» **Region annotation entries**:
· · · · · · ·

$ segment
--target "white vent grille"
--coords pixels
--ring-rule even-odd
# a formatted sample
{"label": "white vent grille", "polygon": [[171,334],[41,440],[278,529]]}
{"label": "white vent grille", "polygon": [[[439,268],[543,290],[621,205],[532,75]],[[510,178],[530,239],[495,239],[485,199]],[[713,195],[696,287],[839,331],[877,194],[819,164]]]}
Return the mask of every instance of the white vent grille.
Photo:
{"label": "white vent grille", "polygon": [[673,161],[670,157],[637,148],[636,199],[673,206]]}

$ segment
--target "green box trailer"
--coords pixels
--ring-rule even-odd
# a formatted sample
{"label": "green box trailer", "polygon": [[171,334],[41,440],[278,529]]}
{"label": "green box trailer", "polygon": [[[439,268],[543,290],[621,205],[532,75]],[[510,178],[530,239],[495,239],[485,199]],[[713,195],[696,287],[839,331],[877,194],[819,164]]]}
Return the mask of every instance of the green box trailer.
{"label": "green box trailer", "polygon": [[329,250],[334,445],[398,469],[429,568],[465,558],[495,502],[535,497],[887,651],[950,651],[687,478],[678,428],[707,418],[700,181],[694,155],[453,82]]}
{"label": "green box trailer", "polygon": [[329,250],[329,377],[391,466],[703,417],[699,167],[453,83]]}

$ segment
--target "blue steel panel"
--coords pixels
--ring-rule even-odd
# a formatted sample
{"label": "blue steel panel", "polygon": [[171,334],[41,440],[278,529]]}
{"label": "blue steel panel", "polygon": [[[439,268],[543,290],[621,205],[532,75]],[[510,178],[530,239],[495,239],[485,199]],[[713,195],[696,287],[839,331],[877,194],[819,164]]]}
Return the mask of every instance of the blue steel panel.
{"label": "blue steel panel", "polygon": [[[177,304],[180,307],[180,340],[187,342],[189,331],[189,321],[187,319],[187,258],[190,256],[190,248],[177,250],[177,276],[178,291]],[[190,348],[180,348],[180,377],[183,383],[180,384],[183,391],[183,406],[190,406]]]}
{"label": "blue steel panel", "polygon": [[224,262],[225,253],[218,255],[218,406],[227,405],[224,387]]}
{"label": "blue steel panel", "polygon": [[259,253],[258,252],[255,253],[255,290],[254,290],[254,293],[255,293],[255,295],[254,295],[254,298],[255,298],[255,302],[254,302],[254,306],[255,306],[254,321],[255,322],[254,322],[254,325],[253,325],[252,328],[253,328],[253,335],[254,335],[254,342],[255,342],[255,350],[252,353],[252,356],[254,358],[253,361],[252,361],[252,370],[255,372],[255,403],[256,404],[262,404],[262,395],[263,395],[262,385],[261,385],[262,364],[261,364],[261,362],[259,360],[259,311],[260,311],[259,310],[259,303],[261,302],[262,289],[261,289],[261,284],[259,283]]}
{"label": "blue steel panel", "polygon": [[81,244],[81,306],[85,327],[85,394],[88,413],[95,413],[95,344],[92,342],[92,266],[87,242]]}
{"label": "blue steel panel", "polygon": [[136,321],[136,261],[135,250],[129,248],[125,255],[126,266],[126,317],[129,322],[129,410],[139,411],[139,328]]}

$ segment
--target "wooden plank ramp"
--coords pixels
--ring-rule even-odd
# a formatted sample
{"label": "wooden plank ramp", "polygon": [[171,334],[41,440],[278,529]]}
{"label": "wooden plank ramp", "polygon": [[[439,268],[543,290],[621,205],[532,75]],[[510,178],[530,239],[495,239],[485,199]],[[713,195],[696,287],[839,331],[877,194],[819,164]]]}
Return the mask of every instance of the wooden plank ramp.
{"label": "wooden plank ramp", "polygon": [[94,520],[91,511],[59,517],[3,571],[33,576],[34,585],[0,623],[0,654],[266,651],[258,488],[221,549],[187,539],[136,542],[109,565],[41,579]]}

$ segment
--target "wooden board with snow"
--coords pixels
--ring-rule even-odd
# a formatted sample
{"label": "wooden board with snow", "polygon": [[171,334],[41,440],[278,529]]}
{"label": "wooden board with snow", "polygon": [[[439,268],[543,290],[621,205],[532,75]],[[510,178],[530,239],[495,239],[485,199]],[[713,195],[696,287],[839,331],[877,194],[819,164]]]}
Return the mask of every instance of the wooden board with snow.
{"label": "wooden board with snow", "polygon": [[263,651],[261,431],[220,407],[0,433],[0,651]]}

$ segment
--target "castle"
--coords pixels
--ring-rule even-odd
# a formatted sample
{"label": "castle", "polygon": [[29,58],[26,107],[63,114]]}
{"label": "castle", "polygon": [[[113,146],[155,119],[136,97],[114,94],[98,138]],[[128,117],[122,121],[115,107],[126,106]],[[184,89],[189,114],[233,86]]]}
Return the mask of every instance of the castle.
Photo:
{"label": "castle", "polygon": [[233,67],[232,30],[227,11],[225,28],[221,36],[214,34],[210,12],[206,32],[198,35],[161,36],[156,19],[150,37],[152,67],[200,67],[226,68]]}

· · · · · · ·

Reproduce all the records precisely.

$ segment
--target "white vent grille"
--coords pixels
--ring-rule even-odd
# a formatted sample
{"label": "white vent grille", "polygon": [[171,334],[41,440],[278,529]]}
{"label": "white vent grille", "polygon": [[[439,268],[543,290],[621,205],[532,75]],[[510,178],[530,239],[495,239],[485,199]],[[713,195],[696,287],[839,331],[877,194],[819,164]]]}
Return the mask of every instance of the white vent grille.
Photo:
{"label": "white vent grille", "polygon": [[673,161],[670,157],[637,148],[636,199],[673,206]]}

$ segment
--target "green box trailer"
--coords pixels
--ring-rule even-odd
# a formatted sample
{"label": "green box trailer", "polygon": [[171,334],[41,440],[278,529]]}
{"label": "green box trailer", "polygon": [[[439,268],[543,290],[621,205],[532,75]],[[510,178],[530,239],[495,239],[485,199]],[[713,195],[696,287],[839,331],[877,194],[819,164]]]}
Return the mask of every instance of the green box trailer.
{"label": "green box trailer", "polygon": [[329,250],[334,445],[398,469],[429,568],[465,558],[495,502],[535,497],[887,651],[950,651],[687,478],[678,428],[707,418],[700,181],[694,155],[453,82]]}
{"label": "green box trailer", "polygon": [[329,250],[329,377],[391,466],[703,417],[699,167],[453,83]]}

$ segment
--target "blue steel panel"
--coords pixels
--ring-rule even-odd
# a formatted sample
{"label": "blue steel panel", "polygon": [[171,334],[41,440],[278,529]]}
{"label": "blue steel panel", "polygon": [[[439,268],[543,290],[621,205],[532,75]],[[510,178],[530,239],[495,239],[485,199]],[[713,195],[696,287],[839,331],[877,194],[819,164]]]}
Return the mask of every instance of the blue steel panel.
{"label": "blue steel panel", "polygon": [[[177,304],[180,307],[180,340],[187,342],[189,331],[189,321],[187,319],[187,258],[190,256],[190,248],[177,250],[177,276],[178,291]],[[190,348],[180,348],[180,377],[183,383],[180,384],[183,391],[183,406],[190,406]]]}
{"label": "blue steel panel", "polygon": [[224,262],[225,253],[218,255],[218,406],[227,405],[224,387]]}
{"label": "blue steel panel", "polygon": [[259,253],[258,252],[255,253],[255,290],[254,290],[254,293],[255,293],[255,295],[254,295],[254,298],[255,298],[255,302],[254,302],[254,306],[255,306],[254,321],[255,322],[254,322],[254,325],[253,325],[252,328],[253,328],[253,335],[254,335],[254,342],[255,342],[255,350],[252,353],[252,356],[254,358],[253,361],[252,361],[252,370],[255,372],[255,403],[256,404],[262,404],[262,395],[263,395],[262,385],[261,385],[262,364],[261,364],[261,362],[259,360],[259,311],[260,311],[259,310],[259,303],[261,302],[262,289],[261,289],[261,284],[259,283]]}
{"label": "blue steel panel", "polygon": [[81,244],[81,306],[85,327],[85,394],[88,413],[95,413],[95,344],[92,342],[92,266],[87,242]]}
{"label": "blue steel panel", "polygon": [[136,321],[136,261],[135,250],[129,248],[125,255],[126,266],[126,317],[129,322],[129,410],[139,411],[139,328]]}

$ segment
--target "wooden plank ramp"
--coords pixels
--ring-rule even-odd
# a formatted sample
{"label": "wooden plank ramp", "polygon": [[171,334],[41,440],[278,529]]}
{"label": "wooden plank ramp", "polygon": [[[439,268],[543,290],[621,205],[532,75]],[[510,178],[530,239],[495,239],[485,199]],[[713,195],[696,287],[839,331],[877,194],[819,164]]]}
Return the mask of every instance of the wooden plank ramp.
{"label": "wooden plank ramp", "polygon": [[94,520],[91,511],[59,517],[3,571],[33,576],[34,585],[0,623],[0,654],[266,651],[258,488],[221,549],[187,539],[136,542],[109,565],[41,579]]}

$ segment
--target "wooden board with snow"
--coords pixels
--ring-rule even-odd
# a formatted sample
{"label": "wooden board with snow", "polygon": [[171,334],[41,440],[278,529]]}
{"label": "wooden board with snow", "polygon": [[[439,268],[543,290],[621,205],[532,75]],[[510,178],[530,239],[495,239],[485,199]],[[713,195],[696,287],[839,331],[877,194],[819,164]]]}
Return the mask of every instance of the wooden board with snow.
{"label": "wooden board with snow", "polygon": [[263,651],[261,431],[220,407],[0,433],[0,651]]}

$ segment
--target "castle"
--coords pixels
--ring-rule even-odd
# a formatted sample
{"label": "castle", "polygon": [[29,58],[26,107],[63,114]]}
{"label": "castle", "polygon": [[[113,146],[155,119],[136,97],[114,94],[98,138]],[[128,117],[122,121],[115,107],[126,106]],[[184,89],[189,114],[233,86]]]}
Return the mask of every instance of the castle.
Photo:
{"label": "castle", "polygon": [[233,67],[232,30],[227,11],[225,28],[221,36],[214,34],[210,12],[206,32],[198,35],[161,36],[156,19],[150,37],[152,67],[200,67],[226,68]]}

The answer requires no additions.